# Soal:
Tolong jawab pertanyaan berikut berdasarkan teks tentang korban dan para Ulama di Aceh di bawah.
(a) Siapa tokoh yang rumusannya tentang korban dikutip, dan apa jabatannya?
(b) Menurut rumusan itu, penderitaan apa saja yang dialami korban?
(c) Jika rumusan itu dioperasionalkan, para Ulama akan menjadi apa bagi bangkitnya semangat korban?

═════ Teks yang Diberikan ═════

Untuk mengambil posisi bersama dengan korban itu, rumusan dari Pelapor Khusus PBB Prof. M. Cherif Bassiouni tentang korban bisa membantu. Bassiouni mendefinisikan korban dalam kerangka hak asasi manusia adalah “seseorang dikatakan sebagai ‘seorang korban’ dalam hal ia menderita akibat dari tindakan atau perbuatan yang dinyatakan sebagai kekerasan oleh norma HAM internasional dan hukum humaniter. Artinya orang tersebut baik secara individual maupun kolektif mengalami penderitaan yang mencakup kerusakan fisik dan mental, emosional, kerugian ekonomi, atau hak-hak legal fundamentalnya terabaikan sama sekali.”

Jika rumusan dari Bassiouni dioperasionalkan maka para Ulama akan menjadi soko guru bagi bangkitnya semangat korban untuk mengapai asa baru. Sejalur dengan itu, para Ulama se Aceh juga akan menjadi pihak pertama yang akan memulihkan kepercayaan korban dan para anak-anaknya kepada semua pihak di Aceh dan Indoensia. Dengan posisi itu pula para Ulama di Aceh akan bisa pula memulihkan posisi sosial dan legitimasi moralnya di tengah masyarakat Aceh telah terlunta-lunta menjadi korban kekerasan.

═════ Data yang Disediakan ═════

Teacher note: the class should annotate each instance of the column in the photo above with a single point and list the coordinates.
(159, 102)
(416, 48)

═════

# Jawaban Soal:
(a) Prof. M. Cherif Bassiouni, Pelapor Khusus PBB.
(b) Kerusakan fisik dan mental, emosional, kerugian ekonomi, atau hak-hak legal fundamentalnya terabaikan sama sekali.
(c) Soko guru.